- _Task_: Reproduce nothing but the closing run of lines: the line with "Could you point out the zipper" and each line that follows it to the end of the data.

- _Excerpted data_:

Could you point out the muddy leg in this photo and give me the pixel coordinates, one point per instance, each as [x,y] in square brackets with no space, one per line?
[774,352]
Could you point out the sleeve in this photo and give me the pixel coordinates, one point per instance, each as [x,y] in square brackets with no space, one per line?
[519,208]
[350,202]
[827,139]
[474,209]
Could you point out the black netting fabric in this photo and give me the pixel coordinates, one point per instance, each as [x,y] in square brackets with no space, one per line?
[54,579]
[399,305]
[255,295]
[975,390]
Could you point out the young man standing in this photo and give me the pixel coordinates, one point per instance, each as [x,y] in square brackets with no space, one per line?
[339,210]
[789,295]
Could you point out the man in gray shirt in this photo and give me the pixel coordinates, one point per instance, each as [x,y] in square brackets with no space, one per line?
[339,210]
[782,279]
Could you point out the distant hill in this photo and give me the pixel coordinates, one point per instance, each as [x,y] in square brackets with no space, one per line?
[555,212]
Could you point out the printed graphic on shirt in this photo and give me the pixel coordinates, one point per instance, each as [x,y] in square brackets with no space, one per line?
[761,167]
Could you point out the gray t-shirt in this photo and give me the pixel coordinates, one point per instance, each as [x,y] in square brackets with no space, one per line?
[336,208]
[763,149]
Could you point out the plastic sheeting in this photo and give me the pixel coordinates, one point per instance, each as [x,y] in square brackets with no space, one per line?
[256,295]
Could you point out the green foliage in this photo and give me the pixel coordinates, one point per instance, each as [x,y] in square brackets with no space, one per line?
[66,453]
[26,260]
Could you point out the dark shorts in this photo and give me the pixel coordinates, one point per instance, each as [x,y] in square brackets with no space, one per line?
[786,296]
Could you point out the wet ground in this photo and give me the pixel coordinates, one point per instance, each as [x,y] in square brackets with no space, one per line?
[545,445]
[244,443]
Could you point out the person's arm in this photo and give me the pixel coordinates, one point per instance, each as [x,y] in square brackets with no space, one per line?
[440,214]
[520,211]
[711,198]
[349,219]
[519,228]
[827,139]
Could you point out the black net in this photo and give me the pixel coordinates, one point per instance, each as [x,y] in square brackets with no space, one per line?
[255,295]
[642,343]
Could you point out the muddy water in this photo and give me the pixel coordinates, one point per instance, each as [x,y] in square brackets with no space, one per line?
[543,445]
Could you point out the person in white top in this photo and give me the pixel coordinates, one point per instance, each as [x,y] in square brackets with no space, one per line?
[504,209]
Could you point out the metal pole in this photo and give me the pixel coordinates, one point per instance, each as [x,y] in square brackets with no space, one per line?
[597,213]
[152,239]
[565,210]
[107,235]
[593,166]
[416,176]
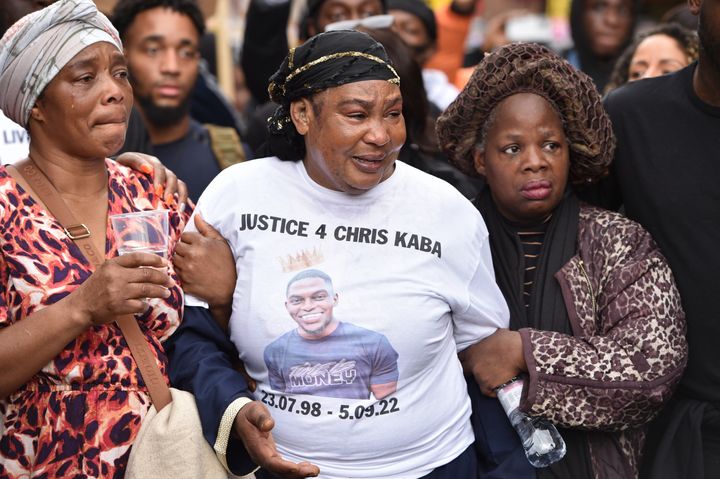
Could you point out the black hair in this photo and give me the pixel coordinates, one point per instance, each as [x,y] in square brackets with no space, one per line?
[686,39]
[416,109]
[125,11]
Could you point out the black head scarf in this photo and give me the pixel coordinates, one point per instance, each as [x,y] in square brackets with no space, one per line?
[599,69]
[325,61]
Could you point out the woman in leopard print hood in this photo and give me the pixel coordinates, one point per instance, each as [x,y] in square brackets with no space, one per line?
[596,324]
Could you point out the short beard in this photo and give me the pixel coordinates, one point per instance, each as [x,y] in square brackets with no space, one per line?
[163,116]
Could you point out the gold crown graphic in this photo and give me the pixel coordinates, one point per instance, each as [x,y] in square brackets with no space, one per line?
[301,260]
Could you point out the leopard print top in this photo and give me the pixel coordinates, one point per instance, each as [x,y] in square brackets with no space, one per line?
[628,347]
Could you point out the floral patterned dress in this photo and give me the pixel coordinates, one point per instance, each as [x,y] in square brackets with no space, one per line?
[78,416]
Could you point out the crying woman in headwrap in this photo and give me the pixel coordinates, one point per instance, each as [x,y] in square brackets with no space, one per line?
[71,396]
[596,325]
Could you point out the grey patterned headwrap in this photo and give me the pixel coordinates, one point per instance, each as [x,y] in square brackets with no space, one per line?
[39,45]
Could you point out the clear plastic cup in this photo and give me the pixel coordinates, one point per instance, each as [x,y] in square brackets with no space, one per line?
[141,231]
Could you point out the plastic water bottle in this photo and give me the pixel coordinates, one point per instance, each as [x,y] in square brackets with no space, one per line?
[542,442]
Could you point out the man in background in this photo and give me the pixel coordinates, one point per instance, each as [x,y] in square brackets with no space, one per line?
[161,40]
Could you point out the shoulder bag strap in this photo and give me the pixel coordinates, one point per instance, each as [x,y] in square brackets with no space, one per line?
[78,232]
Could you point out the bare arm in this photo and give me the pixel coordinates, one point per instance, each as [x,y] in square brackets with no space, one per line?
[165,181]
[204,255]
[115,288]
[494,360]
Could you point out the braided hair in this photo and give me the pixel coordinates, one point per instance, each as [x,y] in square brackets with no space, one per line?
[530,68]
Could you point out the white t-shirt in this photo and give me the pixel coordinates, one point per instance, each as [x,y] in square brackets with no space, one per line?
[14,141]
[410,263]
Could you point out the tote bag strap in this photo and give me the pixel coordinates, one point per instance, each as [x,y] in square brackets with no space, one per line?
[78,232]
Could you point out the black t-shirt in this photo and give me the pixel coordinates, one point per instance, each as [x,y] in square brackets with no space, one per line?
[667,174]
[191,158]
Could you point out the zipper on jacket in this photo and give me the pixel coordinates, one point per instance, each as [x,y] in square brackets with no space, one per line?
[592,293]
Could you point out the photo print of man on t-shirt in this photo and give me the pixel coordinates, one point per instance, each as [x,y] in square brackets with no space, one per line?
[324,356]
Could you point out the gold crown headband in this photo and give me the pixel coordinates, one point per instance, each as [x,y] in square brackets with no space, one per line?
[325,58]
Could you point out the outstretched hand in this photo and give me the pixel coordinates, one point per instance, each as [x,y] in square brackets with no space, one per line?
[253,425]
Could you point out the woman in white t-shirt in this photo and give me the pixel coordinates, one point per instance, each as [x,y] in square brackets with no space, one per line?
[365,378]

- _Finished task_:
Could you point out the zipper on jacket in this photo and give me the pixel coordinates, one point per instance, each as [x,y] in square brackets with no space, one per line?
[592,293]
Could you point out the photo print of man on t-shirt in this photo and give me the pixel coordinates, one point per instance, each as [x,y] in square brackets with no space, one per line?
[324,356]
Could you point out the gold crown headband in this photo and give me the pixel coordinates, one point per instance, each as [x,y] in square brackets with no space, one per line?
[325,58]
Could you point out the outstretched hand in this photo and give me the pixel coordinates, one point per instance, each as [x,y] in square brackets with no space, one per line?
[253,425]
Could you point out the woman in white t-shirt in this photo and give me the pixel coordinates, one point per instance, each as [x,y] in square brackets with no space, one per line?
[365,378]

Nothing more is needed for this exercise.